Why this matters

Every objective metric you trust — PSNR, SSIM, VMAF — was trained and validated against MOS or DMOS, so if you do not understand what those numbers are, you do not really understand what your metric is predicting. This article is for the video engineer, encoding lead, QA engineer, or product owner who has to run or commission a subjective test, read a quality paper, or defend a result to a skeptical reviewer. It is the second article in our subjective-testing block; the first, why subjective testing is the ground truth, explains why the human panel sits above every metric, and this one explains the numbers that panel produces. The encoder-operator's one-screen version of this material lives in the Video Encoding section's subjective-testing overview; everything here is the deep treatment behind it.

MOS: the one number a test produces

Start with the number you will see most often. When a panel of viewers rates a video clip, you collect one rating per viewer and average them. That average is the Mean Opinion Score, or MOS — the mean rating a group of viewers gave a single clip. The term comes from telephony, where ITU-T P.800.1 defined it for voice quality decades before video borrowed it, and it now means the same thing for a picture: the arithmetic mean of human opinion.

## RECORD LIST
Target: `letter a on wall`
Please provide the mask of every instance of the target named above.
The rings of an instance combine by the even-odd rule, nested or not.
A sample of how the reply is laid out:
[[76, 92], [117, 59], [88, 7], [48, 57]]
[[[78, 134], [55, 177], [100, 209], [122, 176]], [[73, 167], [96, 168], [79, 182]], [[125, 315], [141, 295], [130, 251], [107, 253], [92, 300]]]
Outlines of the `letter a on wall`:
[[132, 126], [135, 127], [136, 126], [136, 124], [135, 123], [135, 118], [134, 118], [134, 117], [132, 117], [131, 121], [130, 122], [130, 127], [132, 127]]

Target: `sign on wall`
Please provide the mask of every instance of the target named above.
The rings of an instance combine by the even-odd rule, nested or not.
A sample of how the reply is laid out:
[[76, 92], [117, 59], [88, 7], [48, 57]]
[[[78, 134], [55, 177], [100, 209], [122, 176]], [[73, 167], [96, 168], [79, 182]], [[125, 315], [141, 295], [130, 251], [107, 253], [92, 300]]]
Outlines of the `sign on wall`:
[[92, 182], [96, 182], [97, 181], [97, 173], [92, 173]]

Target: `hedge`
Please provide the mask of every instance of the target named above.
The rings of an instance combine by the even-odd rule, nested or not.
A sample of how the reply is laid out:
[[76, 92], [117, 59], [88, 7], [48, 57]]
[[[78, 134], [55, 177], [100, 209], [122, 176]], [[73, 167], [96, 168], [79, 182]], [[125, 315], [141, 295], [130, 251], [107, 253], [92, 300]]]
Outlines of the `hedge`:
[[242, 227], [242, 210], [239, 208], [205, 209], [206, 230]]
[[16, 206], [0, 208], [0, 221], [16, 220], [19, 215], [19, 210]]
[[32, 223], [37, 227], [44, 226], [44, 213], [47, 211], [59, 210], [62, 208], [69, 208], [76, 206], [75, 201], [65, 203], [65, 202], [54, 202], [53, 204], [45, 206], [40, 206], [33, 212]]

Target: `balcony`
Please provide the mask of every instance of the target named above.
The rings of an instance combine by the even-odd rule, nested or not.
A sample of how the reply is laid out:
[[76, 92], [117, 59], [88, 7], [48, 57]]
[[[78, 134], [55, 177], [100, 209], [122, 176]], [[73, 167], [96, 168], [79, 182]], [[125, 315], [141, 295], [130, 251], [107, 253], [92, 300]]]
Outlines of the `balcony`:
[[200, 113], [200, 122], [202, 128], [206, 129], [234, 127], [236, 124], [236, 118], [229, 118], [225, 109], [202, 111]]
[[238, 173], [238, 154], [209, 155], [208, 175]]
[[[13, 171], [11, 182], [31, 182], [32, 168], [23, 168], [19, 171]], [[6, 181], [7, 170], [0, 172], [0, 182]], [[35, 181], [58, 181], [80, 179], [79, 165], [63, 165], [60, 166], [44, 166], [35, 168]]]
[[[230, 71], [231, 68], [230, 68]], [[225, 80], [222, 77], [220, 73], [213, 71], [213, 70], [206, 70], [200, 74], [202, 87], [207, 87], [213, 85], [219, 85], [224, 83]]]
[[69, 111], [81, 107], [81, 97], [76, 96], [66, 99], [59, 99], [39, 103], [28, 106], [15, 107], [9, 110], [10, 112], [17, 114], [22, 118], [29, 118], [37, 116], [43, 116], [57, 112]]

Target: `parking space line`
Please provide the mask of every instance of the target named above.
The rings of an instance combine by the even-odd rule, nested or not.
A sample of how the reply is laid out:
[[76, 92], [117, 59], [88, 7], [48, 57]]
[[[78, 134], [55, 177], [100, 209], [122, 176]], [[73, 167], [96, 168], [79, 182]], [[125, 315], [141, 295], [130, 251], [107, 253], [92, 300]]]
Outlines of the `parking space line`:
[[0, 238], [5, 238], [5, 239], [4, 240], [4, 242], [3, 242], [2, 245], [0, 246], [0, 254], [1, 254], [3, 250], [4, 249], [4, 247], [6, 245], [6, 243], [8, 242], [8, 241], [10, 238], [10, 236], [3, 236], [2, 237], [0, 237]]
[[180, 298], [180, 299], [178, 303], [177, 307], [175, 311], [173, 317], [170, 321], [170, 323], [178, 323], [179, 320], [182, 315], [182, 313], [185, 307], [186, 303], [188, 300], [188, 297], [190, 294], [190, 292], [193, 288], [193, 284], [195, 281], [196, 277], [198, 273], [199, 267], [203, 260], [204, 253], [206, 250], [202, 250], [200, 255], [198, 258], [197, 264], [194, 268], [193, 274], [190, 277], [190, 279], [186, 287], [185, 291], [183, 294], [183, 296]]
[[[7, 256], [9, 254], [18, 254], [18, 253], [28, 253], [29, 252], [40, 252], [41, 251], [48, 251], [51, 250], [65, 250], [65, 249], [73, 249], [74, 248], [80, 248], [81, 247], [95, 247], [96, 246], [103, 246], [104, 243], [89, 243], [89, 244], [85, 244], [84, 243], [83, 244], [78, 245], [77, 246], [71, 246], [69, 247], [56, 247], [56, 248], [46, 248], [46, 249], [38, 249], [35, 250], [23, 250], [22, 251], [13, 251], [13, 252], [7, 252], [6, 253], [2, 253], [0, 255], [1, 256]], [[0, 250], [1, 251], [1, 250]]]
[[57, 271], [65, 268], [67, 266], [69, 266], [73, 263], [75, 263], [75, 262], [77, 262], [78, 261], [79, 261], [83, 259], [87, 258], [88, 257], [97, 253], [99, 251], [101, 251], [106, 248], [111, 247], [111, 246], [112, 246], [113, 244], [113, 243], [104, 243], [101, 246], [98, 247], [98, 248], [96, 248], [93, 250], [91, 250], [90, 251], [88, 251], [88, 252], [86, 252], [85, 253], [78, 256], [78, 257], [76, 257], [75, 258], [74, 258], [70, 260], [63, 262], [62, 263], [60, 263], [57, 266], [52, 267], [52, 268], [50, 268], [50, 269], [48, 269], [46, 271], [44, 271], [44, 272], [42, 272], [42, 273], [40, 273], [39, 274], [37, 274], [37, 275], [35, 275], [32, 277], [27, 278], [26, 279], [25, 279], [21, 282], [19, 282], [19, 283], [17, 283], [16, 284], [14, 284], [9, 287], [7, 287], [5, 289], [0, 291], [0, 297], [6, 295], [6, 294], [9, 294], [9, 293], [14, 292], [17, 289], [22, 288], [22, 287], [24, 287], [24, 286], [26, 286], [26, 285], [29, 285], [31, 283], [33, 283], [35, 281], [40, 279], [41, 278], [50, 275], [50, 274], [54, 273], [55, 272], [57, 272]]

## WRITTEN INSTRUCTION
Could you reproduce the full article on Mean Opinion Scores word for word, from its first heading to its last sentence?

## TASK SOLUTION
Why this matters

Every objective metric you trust — PSNR, SSIM, VMAF — was trained and validated against MOS or DMOS, so if you do not understand what those numbers are, you do not really understand what your metric is predicting. This article is for the video engineer, encoding lead, QA engineer, or product owner who has to run or commission a subjective test, read a quality paper, or defend a result to a skeptical reviewer. It is the second article in our subjective-testing block; the first, why subjective testing is the ground truth, explains why the human panel sits above every metric, and this one explains the numbers that panel produces. The encoder-operator's one-screen version of this material lives in the Video Encoding section's subjective-testing overview; everything here is the deep treatment behind it.

MOS: the one number a test produces

Start with the number you will see most often. When a panel of viewers rates a video clip, you collect one rating per viewer and average them. That average is the Mean Opinion Score, or MOS — the mean rating a group of viewers gave a single clip. The term comes from telephony, where ITU-T P.800.1 defined it for voice quality decades before video borrowed it, and it now means the same thing for a picture: the arithmetic mean of human opinion.